Quote word for word the rows below, starting at the line that contains "Point out the withered" and going on through the last row.
☆ ☆ ☆ ☆ ☆
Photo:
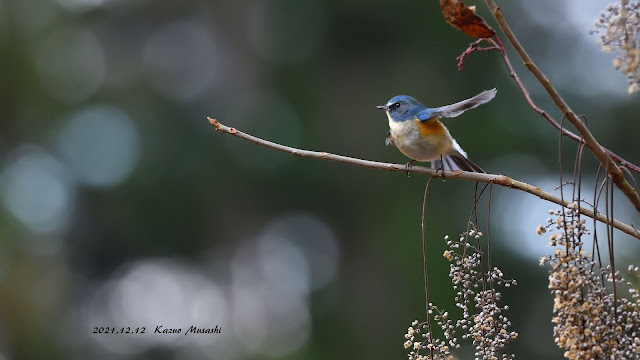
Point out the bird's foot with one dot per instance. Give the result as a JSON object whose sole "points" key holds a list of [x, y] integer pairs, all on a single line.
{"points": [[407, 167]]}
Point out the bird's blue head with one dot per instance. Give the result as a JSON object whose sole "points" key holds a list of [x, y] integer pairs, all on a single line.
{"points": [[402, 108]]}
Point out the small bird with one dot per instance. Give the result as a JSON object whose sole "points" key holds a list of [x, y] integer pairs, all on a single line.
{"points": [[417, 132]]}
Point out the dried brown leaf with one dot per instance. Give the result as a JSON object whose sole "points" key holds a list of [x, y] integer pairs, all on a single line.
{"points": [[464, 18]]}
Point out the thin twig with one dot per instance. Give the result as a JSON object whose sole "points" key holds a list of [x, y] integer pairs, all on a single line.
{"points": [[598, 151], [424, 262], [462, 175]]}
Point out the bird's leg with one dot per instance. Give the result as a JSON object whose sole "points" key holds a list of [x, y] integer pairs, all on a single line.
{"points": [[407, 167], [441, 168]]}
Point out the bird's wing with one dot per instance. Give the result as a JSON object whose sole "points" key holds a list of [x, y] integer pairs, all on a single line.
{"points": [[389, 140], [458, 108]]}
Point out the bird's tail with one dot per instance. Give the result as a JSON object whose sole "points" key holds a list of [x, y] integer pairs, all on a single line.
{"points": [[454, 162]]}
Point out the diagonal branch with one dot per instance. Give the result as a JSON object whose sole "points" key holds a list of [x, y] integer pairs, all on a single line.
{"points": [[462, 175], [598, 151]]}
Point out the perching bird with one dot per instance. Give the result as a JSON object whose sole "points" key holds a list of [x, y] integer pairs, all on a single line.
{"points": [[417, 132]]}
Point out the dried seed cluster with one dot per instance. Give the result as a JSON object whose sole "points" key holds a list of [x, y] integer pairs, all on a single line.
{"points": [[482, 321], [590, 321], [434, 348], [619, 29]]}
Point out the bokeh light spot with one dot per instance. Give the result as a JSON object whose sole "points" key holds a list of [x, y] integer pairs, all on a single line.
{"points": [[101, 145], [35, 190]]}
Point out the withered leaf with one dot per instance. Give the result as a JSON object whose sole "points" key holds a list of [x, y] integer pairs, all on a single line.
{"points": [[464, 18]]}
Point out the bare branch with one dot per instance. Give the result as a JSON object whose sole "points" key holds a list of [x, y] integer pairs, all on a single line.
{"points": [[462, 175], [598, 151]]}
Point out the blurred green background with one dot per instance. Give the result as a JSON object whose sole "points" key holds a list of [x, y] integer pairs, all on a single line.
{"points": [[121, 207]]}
☆ ☆ ☆ ☆ ☆
Task result:
Point out the withered leaf with one dot per instance. Give the result as a JSON object whose sole "points" key holds a list of [x, y] integer pairs, all on a single line.
{"points": [[464, 18]]}
Point out the bare branch with one dot per instance. Give the result as a JSON object whose sole "points" key holds a list of [x, y] integer pairs, all on a single line.
{"points": [[462, 175], [598, 151]]}
Point out the blurred green background with one dot per instance. Give the result as a JSON object whose sole "points" key holds a list of [x, y] integer pairs, all on a single line.
{"points": [[121, 207]]}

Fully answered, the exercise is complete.